PROVIDED TEXT.
════════
From c590fc71291514d761e1d2e8d865fa348d0c206a Mon Sep 17 00:00:00 2001
From: Bharath Rupireddy <bharath.rupireddyforpostgres@gmail.com>
Date: Sat, 17 Feb 2024 04:40:05 +0000
Subject: [PATCH v24 3/4] Use WALReadFromBuffers in more places

---
 src/backend/access/transam/xlogutils.c | 13 ++++++++++++-
 src/backend/replication/walsender.c    | 16 +++++++++++++---
 2 files changed, 25 insertions(+), 4 deletions(-)
════════
PROVIDED DATA.
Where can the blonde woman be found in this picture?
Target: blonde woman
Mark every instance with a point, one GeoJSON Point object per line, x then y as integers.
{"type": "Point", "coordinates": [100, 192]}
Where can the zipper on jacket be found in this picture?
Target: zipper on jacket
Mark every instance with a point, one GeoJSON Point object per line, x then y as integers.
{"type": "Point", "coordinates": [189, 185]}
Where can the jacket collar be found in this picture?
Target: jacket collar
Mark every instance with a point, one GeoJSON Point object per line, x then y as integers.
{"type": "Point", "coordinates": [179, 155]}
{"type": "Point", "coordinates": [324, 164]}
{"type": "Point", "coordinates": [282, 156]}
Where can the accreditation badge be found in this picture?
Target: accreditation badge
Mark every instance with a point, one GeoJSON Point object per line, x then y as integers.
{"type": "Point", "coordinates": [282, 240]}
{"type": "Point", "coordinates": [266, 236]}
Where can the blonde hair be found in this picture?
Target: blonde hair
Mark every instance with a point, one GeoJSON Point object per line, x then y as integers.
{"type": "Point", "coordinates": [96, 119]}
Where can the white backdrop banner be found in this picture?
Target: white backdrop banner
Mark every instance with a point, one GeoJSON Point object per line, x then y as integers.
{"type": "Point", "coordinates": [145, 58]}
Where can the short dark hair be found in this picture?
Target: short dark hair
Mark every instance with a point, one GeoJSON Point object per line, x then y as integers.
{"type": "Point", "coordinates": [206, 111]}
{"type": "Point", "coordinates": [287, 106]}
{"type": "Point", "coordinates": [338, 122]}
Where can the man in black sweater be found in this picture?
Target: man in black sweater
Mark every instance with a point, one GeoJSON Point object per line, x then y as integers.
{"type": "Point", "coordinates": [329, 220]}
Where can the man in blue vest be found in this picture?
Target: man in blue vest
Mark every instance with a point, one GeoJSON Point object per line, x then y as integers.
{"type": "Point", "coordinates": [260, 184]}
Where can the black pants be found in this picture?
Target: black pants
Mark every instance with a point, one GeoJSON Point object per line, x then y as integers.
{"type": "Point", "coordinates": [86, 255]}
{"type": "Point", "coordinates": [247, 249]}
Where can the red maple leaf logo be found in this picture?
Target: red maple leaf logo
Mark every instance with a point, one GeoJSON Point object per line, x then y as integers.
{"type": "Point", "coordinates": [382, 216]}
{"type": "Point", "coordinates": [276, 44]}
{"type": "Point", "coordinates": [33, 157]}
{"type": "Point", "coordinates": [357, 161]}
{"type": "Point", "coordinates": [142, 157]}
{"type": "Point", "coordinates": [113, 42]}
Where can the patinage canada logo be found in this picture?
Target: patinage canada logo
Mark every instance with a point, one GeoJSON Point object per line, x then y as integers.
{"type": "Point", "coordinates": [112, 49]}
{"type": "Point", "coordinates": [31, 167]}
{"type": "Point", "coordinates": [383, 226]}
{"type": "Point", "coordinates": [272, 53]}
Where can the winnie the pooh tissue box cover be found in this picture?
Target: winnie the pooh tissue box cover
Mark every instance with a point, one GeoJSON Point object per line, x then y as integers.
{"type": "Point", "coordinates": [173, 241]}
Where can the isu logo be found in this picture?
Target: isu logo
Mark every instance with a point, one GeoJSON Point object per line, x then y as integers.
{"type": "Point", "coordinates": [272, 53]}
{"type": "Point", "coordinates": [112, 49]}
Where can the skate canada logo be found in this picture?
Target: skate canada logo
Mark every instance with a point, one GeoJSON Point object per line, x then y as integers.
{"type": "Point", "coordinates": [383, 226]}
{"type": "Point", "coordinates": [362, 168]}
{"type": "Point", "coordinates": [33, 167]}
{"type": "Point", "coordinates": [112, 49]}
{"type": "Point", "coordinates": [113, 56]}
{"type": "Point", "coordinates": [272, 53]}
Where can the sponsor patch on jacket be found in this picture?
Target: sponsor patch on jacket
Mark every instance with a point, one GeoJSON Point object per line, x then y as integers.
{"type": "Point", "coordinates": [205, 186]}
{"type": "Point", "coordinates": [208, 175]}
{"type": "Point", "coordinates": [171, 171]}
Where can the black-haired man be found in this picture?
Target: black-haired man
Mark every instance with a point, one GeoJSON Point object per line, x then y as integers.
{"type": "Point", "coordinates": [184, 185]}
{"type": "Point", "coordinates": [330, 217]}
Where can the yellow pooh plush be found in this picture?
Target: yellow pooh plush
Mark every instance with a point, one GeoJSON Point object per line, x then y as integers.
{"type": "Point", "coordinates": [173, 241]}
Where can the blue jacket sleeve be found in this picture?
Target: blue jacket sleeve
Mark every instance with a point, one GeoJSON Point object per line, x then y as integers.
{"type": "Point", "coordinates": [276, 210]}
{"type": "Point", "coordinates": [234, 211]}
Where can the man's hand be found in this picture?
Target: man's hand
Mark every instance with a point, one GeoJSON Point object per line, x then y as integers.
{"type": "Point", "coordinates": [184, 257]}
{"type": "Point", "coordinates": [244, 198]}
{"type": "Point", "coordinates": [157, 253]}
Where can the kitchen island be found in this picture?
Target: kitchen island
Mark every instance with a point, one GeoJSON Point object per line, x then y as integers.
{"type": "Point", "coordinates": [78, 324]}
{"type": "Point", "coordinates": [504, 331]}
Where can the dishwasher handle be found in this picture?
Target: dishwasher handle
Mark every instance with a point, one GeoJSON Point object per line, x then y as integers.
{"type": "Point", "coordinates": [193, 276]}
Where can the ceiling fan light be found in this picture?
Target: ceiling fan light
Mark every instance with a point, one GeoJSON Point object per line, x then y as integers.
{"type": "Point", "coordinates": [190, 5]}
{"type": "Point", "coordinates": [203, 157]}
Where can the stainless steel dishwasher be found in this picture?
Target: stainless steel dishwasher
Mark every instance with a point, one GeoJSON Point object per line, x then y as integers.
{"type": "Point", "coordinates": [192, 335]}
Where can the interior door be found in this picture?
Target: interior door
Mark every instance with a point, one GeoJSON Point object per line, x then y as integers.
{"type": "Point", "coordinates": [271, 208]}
════════
WRITTEN INSTRUCTION A.
Decide whether each statement below agrees with the patch header. Answer yes or no for each, and quote the words of the header that decide it.
(i) The patch is the third in a series of four.
(ii) The patch deletes more lines than it inserts.
(iii) One of the changed files is in the replication directory.
WRITTEN INSTRUCTION B.
Using the patch header, answer each question below.
(i) Who is named as the sender of the patch?
(ii) According to its subject line, what does the patch do?
(iii) How many files does the patch change?

RIGHT ANSWER A.
(i) Yes: "[PATCH v24 3/4]"
(ii) No: "25 insertions(+), 4 deletions(-)"
(iii) Yes: "src/backend/replication/walsender.c"

RIGHT ANSWER B.
(i) Bharath Rupireddy
(ii) It uses WALReadFromBuffers in more places.
(iii) Two